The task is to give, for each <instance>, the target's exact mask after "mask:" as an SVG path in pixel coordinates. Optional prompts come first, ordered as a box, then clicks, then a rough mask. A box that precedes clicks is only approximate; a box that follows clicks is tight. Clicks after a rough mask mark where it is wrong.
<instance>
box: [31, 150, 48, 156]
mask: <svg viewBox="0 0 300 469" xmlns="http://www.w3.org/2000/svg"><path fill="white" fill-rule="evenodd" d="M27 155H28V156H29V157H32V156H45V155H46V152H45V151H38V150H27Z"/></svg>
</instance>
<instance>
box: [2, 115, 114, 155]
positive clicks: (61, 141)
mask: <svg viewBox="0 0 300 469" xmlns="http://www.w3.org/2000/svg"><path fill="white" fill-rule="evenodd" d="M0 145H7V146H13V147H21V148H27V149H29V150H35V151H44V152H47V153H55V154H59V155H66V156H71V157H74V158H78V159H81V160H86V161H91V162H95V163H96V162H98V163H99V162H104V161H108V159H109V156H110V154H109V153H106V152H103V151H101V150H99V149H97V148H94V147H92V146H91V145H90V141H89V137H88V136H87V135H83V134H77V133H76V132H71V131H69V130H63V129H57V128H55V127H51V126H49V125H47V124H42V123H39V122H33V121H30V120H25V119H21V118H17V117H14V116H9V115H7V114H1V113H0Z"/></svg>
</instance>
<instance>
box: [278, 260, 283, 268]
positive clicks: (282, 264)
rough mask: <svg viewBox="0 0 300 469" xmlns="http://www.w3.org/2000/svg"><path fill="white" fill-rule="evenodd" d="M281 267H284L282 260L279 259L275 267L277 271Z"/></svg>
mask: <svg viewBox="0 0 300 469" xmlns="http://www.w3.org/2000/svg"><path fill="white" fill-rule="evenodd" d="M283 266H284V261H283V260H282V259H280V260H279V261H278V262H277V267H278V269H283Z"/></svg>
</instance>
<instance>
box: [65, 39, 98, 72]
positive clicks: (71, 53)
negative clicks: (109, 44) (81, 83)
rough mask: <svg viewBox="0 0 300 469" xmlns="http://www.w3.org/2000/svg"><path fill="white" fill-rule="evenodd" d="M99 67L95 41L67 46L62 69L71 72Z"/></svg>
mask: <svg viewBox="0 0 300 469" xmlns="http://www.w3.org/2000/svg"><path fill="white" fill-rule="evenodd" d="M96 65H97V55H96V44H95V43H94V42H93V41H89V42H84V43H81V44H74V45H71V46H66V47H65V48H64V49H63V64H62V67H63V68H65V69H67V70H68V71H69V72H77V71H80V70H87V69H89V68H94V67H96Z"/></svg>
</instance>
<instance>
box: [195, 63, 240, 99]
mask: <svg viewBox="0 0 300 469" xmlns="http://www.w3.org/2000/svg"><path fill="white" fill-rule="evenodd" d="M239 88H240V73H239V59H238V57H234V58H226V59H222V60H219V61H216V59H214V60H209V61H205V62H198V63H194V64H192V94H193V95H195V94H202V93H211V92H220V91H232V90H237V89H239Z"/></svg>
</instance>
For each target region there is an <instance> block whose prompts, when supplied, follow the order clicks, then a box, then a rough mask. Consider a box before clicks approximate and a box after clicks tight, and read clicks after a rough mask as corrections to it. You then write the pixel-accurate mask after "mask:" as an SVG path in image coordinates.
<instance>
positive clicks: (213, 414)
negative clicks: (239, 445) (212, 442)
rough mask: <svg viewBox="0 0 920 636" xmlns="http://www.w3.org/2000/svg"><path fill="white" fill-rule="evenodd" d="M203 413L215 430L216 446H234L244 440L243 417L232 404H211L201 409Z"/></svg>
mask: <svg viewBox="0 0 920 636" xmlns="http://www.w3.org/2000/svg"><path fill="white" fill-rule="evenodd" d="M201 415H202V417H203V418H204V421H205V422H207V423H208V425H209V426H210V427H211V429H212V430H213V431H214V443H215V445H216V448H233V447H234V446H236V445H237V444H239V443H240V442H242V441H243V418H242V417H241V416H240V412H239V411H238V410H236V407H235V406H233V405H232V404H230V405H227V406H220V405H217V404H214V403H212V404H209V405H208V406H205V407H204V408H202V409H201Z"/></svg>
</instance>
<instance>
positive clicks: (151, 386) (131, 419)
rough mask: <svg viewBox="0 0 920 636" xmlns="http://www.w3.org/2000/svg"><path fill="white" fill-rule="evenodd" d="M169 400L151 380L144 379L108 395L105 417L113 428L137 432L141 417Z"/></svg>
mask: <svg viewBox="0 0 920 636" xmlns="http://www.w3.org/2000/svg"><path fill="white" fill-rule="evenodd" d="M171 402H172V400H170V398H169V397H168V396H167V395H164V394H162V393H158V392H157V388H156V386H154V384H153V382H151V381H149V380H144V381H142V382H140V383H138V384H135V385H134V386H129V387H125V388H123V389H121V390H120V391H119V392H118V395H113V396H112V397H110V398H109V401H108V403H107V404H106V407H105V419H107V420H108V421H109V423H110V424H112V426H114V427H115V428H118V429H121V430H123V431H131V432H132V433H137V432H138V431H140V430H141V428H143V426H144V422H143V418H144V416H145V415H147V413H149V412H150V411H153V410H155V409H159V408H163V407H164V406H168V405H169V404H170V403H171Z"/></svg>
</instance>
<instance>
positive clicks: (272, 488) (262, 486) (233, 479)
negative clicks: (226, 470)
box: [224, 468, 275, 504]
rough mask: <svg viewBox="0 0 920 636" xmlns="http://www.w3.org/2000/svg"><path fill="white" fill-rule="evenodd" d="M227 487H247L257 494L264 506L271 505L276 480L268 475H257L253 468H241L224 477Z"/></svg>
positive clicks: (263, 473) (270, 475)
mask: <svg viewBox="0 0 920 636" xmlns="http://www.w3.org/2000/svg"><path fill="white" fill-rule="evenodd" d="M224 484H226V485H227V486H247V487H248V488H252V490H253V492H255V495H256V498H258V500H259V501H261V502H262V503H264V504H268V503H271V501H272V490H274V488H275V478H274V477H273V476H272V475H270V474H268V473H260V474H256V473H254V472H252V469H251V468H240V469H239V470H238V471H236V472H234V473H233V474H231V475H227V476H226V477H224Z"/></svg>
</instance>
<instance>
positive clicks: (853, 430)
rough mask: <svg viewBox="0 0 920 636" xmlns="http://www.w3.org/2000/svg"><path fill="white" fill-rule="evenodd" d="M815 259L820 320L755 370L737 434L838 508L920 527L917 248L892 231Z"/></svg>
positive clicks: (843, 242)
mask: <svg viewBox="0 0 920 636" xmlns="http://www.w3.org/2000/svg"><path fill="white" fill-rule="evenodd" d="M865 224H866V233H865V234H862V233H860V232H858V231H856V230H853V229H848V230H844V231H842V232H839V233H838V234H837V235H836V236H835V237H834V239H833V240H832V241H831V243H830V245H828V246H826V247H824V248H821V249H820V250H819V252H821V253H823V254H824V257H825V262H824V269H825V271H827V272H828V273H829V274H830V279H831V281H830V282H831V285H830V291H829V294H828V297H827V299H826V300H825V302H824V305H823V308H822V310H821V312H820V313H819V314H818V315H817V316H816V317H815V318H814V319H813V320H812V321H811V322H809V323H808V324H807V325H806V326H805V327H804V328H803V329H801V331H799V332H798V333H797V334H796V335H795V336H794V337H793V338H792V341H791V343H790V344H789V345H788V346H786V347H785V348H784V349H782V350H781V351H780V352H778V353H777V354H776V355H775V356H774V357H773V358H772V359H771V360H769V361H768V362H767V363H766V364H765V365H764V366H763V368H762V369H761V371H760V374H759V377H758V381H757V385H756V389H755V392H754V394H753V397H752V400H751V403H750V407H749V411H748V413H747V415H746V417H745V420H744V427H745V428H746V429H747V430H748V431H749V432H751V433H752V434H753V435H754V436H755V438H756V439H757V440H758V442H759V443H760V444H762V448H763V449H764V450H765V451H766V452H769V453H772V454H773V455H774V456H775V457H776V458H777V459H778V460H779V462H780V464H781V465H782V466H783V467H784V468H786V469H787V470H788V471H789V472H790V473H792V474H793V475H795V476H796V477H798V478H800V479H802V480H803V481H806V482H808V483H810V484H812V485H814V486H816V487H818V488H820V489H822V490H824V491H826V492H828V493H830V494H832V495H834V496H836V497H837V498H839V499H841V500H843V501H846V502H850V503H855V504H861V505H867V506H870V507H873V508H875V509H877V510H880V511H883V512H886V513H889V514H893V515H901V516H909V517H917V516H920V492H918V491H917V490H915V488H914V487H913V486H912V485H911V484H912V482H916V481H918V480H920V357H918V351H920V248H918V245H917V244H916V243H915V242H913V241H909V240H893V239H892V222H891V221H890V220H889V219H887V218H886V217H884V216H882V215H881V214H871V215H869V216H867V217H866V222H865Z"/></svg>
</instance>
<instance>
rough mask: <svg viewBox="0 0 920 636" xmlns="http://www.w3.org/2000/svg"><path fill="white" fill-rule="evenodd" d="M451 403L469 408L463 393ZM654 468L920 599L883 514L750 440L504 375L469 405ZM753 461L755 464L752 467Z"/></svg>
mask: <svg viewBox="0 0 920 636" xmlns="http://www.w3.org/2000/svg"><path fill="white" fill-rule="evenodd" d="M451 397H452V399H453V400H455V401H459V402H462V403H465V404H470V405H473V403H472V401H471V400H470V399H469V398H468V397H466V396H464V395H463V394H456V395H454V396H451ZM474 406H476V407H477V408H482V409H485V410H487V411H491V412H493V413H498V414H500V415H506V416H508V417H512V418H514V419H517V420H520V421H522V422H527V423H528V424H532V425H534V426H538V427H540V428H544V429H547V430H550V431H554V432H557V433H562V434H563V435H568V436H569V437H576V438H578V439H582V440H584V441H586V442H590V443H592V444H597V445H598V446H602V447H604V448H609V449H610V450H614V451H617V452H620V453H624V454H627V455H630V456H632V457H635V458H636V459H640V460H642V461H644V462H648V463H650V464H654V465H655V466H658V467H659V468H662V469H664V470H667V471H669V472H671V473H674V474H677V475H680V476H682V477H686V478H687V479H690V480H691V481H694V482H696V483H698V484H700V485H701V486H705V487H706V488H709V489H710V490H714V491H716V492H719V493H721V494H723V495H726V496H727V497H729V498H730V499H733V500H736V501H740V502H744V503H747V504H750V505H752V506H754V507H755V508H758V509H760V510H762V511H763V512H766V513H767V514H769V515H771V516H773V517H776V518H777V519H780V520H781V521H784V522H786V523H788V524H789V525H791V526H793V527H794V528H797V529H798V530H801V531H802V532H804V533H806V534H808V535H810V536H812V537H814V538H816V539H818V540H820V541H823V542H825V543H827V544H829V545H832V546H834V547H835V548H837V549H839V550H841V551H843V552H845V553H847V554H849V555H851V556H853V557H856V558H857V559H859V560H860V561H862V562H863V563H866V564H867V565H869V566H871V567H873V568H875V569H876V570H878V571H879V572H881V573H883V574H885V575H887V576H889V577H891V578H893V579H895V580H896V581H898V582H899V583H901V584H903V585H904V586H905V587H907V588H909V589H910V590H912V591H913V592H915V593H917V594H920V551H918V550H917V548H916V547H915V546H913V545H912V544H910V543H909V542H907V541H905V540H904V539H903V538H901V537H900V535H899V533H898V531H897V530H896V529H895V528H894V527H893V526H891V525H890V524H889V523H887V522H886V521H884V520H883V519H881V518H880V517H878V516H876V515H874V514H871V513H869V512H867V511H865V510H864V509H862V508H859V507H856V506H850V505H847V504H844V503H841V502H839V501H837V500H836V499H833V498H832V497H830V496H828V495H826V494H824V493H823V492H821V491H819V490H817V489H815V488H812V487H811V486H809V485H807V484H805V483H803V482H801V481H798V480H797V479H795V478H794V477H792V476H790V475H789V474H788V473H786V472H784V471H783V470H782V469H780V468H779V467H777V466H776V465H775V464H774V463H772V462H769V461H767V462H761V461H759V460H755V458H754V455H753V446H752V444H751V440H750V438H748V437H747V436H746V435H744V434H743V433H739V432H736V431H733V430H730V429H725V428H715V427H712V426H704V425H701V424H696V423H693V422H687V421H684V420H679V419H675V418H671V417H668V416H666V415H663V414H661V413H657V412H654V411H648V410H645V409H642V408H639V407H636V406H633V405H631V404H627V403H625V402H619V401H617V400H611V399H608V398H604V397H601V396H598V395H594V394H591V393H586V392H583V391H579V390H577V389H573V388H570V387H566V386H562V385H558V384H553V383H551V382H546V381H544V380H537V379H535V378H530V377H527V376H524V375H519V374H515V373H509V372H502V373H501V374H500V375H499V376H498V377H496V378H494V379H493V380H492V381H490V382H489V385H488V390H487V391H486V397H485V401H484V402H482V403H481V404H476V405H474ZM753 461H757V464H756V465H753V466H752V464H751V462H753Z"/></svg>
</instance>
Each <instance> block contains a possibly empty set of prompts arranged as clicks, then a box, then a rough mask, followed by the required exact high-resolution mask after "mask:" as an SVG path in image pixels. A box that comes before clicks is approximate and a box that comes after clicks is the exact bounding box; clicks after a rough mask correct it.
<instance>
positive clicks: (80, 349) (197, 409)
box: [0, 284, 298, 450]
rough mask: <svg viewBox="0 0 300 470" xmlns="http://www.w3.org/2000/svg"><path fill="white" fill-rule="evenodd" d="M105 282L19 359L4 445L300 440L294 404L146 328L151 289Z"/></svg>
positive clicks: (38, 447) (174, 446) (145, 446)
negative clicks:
————————
WORK TO BE COMPLETED — Return, word for word, every line from the top of the entries down to the line that holds "box: [2, 115, 114, 155]", both included.

ANSWER TO THE EXERCISE —
The task is to give, for each <instance>, the target's exact mask after "mask:" as an SVG path in pixel coordinates. Optional prompts come first, ordered as a box, then clicks, then a rough mask. A box that precedes clicks is only approximate; a box that follows clicks is tight. Clicks after a rough mask mark where it is wrong.
<instance>
box: [31, 150, 48, 156]
mask: <svg viewBox="0 0 300 469" xmlns="http://www.w3.org/2000/svg"><path fill="white" fill-rule="evenodd" d="M27 155H28V156H29V157H32V156H45V155H46V152H45V151H38V150H27Z"/></svg>
</instance>
<instance>
box: [2, 115, 114, 155]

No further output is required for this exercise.